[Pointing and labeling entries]

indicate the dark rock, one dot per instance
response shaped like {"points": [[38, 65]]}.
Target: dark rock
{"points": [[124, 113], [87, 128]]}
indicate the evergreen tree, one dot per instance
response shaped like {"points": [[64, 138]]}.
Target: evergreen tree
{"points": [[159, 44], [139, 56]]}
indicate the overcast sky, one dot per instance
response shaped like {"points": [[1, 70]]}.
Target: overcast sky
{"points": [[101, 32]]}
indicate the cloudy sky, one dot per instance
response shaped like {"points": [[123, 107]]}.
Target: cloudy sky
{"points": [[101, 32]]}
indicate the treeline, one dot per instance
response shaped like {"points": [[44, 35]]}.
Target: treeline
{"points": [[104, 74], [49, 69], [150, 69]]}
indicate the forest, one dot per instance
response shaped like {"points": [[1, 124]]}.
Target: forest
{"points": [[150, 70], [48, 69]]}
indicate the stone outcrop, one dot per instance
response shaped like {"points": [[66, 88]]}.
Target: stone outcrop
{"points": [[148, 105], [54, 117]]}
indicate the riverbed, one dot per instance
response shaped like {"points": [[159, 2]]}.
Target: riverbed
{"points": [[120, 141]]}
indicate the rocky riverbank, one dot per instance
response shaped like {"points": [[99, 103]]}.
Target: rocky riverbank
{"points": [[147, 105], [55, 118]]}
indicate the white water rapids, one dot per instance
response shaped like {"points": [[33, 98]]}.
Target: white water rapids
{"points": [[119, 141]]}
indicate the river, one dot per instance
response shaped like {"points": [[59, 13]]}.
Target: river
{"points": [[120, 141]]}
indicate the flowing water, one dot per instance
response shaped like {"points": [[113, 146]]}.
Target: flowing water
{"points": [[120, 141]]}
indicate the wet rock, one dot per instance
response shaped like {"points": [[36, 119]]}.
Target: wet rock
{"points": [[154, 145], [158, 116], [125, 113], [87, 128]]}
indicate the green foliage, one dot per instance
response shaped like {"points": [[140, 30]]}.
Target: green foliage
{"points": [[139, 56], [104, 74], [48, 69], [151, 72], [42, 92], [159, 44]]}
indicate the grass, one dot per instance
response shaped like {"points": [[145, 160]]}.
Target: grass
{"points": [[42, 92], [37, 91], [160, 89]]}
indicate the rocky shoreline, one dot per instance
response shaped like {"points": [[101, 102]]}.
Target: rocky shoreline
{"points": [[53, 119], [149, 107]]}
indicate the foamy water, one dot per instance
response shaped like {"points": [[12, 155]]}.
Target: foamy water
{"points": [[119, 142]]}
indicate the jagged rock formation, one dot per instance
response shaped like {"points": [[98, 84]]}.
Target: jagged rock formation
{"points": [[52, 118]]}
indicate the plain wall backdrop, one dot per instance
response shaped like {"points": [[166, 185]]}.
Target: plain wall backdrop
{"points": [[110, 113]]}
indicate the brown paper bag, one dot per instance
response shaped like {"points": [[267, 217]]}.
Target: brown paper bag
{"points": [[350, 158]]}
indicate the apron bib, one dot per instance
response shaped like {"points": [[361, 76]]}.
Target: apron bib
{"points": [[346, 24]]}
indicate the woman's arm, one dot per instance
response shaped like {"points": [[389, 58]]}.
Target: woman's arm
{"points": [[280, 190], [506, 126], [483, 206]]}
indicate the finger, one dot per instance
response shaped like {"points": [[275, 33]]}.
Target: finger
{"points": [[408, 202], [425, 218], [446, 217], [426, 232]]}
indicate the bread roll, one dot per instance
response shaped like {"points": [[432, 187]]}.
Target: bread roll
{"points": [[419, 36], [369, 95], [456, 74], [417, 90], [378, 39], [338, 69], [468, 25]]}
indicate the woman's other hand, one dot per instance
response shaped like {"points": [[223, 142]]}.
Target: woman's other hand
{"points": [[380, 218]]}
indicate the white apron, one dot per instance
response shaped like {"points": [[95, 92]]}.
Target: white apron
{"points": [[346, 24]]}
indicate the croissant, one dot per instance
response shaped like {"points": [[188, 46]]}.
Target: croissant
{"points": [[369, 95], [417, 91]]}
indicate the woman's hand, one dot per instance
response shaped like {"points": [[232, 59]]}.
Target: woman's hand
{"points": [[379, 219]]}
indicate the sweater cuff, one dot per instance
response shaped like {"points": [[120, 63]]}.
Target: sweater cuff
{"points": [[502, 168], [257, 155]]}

Problem to work on:
Starting from the line containing "indicate the woman's arm, one", repeat each line through the end of the entries, exactly.

Answer:
indicate the woman's arm, one dot per instance
response shaped like {"points": [[389, 58]]}.
Target: woman's arm
{"points": [[280, 190], [506, 126], [483, 206]]}
indicate the finger, one dot per instance
response shaped like {"points": [[275, 33]]}.
Target: finger
{"points": [[408, 202], [425, 218], [446, 217], [426, 232]]}
indicate the bread roll, one dot per instance
response shaped like {"points": [[432, 187]]}.
Target: bread roll
{"points": [[419, 36], [369, 95], [456, 74], [417, 90], [378, 39], [338, 69], [468, 25]]}
indicate the woman's other hand, one dot per instance
response shaped like {"points": [[223, 142]]}.
Target: woman's other hand
{"points": [[380, 218]]}
indicate the white apron, one dot per instance
response shaped like {"points": [[95, 92]]}.
Target: white apron
{"points": [[346, 24]]}
indicate the croissant, one dot per instance
response shaped like {"points": [[188, 46]]}.
Target: croissant
{"points": [[369, 95], [417, 91]]}
indicate the woman's hand, one dot per instance
response shaped like {"points": [[232, 59]]}.
Target: woman's hand
{"points": [[379, 219]]}
indicate the sweater cuff, one dot per instance
response shaped like {"points": [[120, 63]]}.
Target: sweater cuff
{"points": [[502, 168], [257, 155]]}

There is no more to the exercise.